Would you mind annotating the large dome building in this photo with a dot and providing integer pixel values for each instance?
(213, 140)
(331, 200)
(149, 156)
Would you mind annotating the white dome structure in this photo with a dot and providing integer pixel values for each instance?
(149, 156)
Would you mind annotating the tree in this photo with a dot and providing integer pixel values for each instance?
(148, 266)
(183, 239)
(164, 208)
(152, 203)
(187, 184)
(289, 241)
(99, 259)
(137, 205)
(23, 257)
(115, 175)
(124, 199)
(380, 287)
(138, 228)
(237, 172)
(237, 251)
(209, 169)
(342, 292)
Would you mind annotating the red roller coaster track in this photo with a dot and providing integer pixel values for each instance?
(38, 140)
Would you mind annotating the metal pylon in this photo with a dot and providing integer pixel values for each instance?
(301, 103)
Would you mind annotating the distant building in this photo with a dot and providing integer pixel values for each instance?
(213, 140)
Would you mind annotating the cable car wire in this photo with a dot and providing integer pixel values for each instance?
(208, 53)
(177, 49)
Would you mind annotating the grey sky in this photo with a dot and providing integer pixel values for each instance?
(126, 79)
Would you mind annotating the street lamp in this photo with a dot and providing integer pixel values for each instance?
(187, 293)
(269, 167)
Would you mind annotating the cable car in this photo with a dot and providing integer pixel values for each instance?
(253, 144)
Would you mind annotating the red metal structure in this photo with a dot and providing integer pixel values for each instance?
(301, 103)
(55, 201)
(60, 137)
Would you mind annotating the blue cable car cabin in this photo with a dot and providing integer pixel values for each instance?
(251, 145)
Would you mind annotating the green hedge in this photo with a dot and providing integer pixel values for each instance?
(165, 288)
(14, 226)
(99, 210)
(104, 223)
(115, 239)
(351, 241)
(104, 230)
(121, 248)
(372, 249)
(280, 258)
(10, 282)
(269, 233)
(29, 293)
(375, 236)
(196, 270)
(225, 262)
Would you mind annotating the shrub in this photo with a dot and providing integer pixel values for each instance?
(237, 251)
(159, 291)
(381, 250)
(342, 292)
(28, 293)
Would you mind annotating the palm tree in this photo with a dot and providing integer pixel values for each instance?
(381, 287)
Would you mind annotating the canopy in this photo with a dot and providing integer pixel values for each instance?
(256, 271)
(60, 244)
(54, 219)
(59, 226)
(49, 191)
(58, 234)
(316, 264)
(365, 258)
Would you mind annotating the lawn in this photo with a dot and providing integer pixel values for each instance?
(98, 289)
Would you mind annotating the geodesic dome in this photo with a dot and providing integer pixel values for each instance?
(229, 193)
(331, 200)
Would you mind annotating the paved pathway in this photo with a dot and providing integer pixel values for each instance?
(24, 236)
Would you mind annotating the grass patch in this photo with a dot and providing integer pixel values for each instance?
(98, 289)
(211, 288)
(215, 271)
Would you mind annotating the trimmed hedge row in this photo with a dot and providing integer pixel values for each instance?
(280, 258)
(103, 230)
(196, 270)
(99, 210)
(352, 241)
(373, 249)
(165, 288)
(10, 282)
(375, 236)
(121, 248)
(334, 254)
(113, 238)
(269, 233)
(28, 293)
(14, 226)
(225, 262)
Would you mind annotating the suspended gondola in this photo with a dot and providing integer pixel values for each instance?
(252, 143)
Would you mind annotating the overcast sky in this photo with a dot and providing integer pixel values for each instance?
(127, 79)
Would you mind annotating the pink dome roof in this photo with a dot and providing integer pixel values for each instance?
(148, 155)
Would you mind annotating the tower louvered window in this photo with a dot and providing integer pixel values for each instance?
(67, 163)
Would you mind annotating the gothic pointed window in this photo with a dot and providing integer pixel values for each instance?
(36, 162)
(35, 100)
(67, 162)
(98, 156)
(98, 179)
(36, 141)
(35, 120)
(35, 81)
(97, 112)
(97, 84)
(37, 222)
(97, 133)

◆ ◆ ◆ ◆

> [WHAT THE EXERCISE ASKS]
Rewrite every line from the one containing "Would you mind annotating the gothic" through the end of the items, requests included. Scale each coordinate in the answers by 2.2 and round to whole numbers, with halves rounding up.

> [EXPECTED ANSWER]
Would you mind annotating the gothic pointed window in this photo with a dot and providing integer pixel values for each instance?
(79, 356)
(77, 220)
(147, 356)
(216, 343)
(216, 394)
(79, 310)
(77, 264)
(77, 178)
(213, 246)
(213, 185)
(81, 488)
(213, 293)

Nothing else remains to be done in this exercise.